Le Chiose oltre che nei margini del codice Laurenziano XLII, 7, giá descritto, si trovano raggruppate insieme nelle carte 167-177 del codice Riccardiano 1126 (cartaceo, del sec. XV, miscellaneo). I due manoscritti hanno in comune errori e lacune, presentano il testo trascritto con le medesime deformazioni dialettali originariamente venete, ma contaminate con influenze meridionali, e coincidono nel dare la seguente avvertenza: «Per aver vera notizia di questo libro il quale non nomina onde fossero questi due amanti se non con latenti significazioni, è da sapere che madonna Fiammetta fu della cittá di Napoli dove essa si denomina in questo libro quando dice nella nostra Partenope, cioè Napoli, così denominata da una vergine che vi morio che ebbe nome Partenope; e Panfilo fu della cittá di Venezia, e questo dimostra il presente libro quando dice delle parti di Illiria però che Illiria è proprio quel paese ove è posta Venezia». Il compilatore veneto di questa avvertenza, per dare a Panfilo come patria Venezia, accomoda al suo scopo il testo dell’Elegia che non legge Illiria, ma Etruria.

CONSEGNA |
Riassumi in un elenco puntato il paragrafo del testo sulle Chiose che inizia con «Le Chiose oltre che nei margini», mantenendone i fatti principali.

ESTRATTO DALLA FONTE |
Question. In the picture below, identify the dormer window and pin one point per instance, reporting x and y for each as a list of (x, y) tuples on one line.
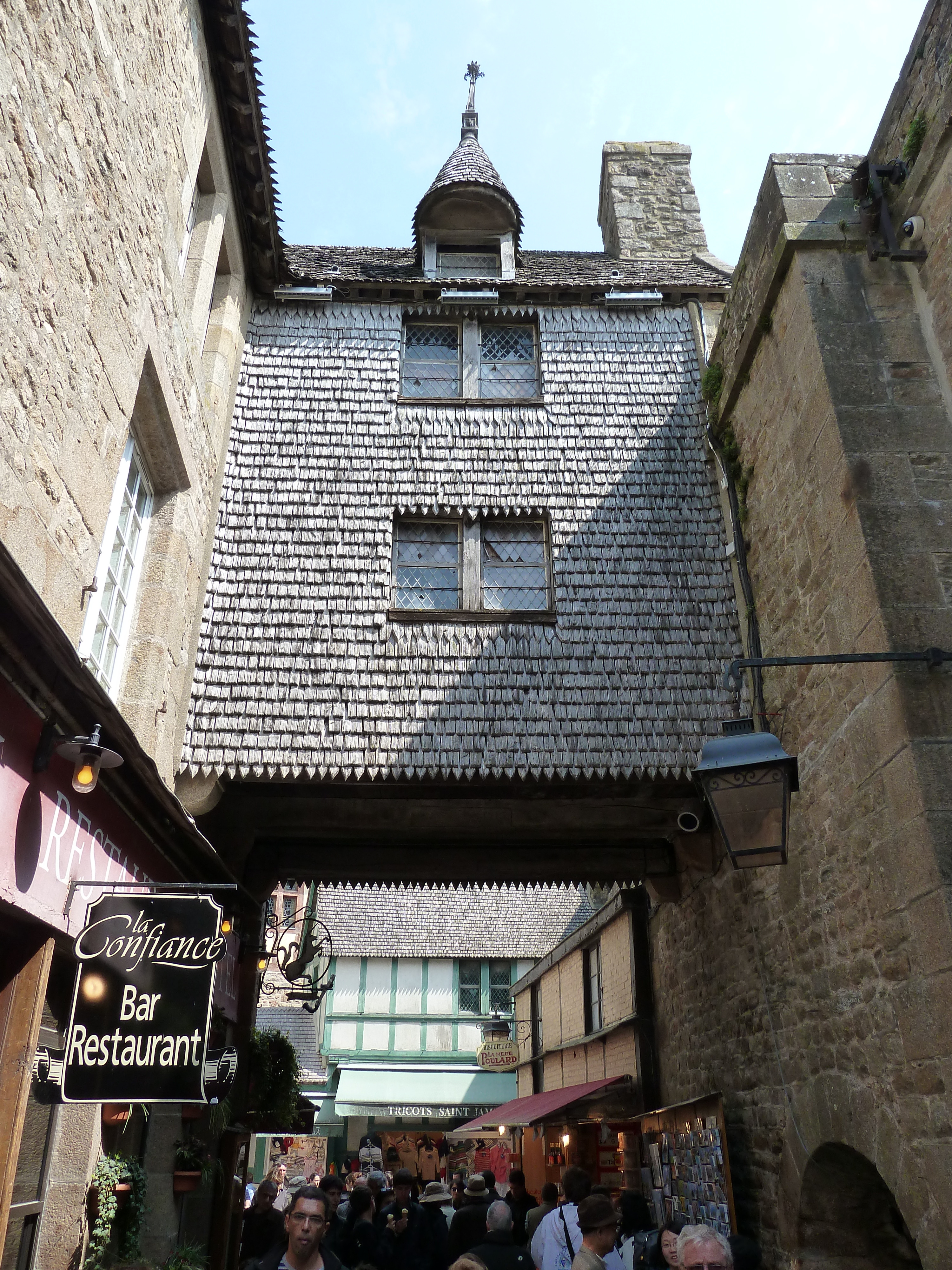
[(461, 264)]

SOLUZIONE |
- Le Chiose si trovano nei margini del codice Laurenziano XLII, 7 e, raggruppate insieme, nelle carte 167-177 del codice Riccardiano 1126 (cartaceo, del sec. XV, miscellaneo).
- I due manoscritti hanno in comune errori e lacune e le stesse deformazioni dialettali, originariamente venete ma contaminate da influenze meridionali.
- Entrambi riportano un'avvertenza. Secondo questa, madonna Fiammetta era di Napoli, detta nel libro «nostra Partenope» dal nome di una vergine che vi morì. Panfilo era invece di Venezia, indicata con le «parti di Illiria».
- Il compilatore veneto dell'avvertenza, per dare a Panfilo Venezia come patria, adatta il testo dell'Elegia, che non legge Illiria ma Etruria.